→ ACTIVITY 1
Answer these questions using the exchange between Richard and Pam below.
(a) How many years had Richard's old school friend been trying to catch up with him?
(b) For what newspaper, and in which city, did that friend work as a freelance journalist?
(c) What is the title of the memoir?
→ ACTIVITY 2
Revise the exchange between Richard and Pam starting at "Even the hospital" and ending at "someone who can.", changing "Secretaries" to "Personal Assistants".

→ DOCUMENT SECTION
Richard to Pam:  Like most things in my life, writing a memoir with Iris was more of an accidental/ coincidental process. I’d only ever met one other person in my entire life with the raw courage and determination of Iris and I’d thought for a long time that her story ‘deserved’ to be told, if only for its inspirational value. But I never thought for a moment that I would be the one to help her write it, until a few weeks after I received a phone call ‘out of the blue’.
The caller was an old school friend of mine who’d been trying to catch up with me for 47 years. He’d finally caught up with me on the exact anniversary of the last time we’d seen each other.He still met regularly with several of our old classmates and our subsequent emails revealed he worked as a freelance journalist for an Irish newspaper in Philadelphia, as well as being a poet and Editor.
Strangely, during that very first phone call and in all the subsequent emails he kept remarking on how well everyone remembered my writing from school and how convinced he was I ‘had a book in me’, which I didn’t take seriously, at first.
Pam to Richard:  How did you know you were going to do it? 
Richard to Pam:  The more I thought on my old school friend’s claims that I could write, the more I realised that if anyone was going to step forward and write Iris’s memoir, with her, it would have to be me – and the rest is history!
Pam to Richard:  What kept you working on it when the going got rough?
Richard to Pam:  There is nothing related to Iris that is not a challenge! Disaster seems to walk one close step behind her – hence the title Not Again. However she is something of an enigma, insofar as that anyone who ever works with her never quits. Perhaps it is the admiration we all have for her fighting spirit. Perhaps she’s just been ‘sent’ to test us all! Whatever her ‘secret weapon’ no one of any worth ever gives up on her.
Even the hospital Consultants and Specialists who have treated her, along with their Secretaries become such good friends she can bypass the system and ring them direct – there is no referral and no waiting –if they can’t do it, they always know someone who can.

→ RECORDED INFORMATION

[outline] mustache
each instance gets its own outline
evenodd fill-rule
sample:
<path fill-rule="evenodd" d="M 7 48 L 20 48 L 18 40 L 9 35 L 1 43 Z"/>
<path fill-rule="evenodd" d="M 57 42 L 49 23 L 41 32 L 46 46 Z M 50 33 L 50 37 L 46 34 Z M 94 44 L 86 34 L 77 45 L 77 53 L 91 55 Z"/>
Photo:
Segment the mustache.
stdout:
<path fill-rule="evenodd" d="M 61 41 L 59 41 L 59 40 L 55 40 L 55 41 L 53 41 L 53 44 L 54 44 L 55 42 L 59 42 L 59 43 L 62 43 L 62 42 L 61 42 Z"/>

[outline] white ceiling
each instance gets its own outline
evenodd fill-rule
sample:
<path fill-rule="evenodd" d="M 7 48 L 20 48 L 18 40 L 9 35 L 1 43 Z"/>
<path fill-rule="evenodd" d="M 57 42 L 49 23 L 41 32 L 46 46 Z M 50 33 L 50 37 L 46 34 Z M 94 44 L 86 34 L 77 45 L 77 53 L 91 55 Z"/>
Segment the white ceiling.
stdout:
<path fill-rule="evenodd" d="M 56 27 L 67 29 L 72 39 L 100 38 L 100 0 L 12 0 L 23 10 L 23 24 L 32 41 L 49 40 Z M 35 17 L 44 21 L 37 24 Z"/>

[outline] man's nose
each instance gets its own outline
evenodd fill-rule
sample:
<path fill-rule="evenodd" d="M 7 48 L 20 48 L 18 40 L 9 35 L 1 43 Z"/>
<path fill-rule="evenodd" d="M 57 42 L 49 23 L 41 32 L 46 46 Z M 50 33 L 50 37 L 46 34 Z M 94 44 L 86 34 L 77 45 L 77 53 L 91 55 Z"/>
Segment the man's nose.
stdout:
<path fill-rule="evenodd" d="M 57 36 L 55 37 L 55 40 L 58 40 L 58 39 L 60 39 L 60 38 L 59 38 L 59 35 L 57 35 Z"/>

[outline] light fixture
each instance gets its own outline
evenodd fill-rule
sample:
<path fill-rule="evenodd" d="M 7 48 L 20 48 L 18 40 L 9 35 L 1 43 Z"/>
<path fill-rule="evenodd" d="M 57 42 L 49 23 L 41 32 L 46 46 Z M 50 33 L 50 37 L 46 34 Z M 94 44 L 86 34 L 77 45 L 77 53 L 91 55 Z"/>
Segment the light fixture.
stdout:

→ YOUR RESPONSE 1
(a) 47 years.
(b) An Irish newspaper in Philadelphia.
(c) Not Again.

→ YOUR RESPONSE 2
Even the hospital Consultants and Specialists who have treated her, along with their Personal Assistants become such good friends she can bypass the system and ring them direct – there is no referral and no waiting –if they can’t do it, they always know someone who can.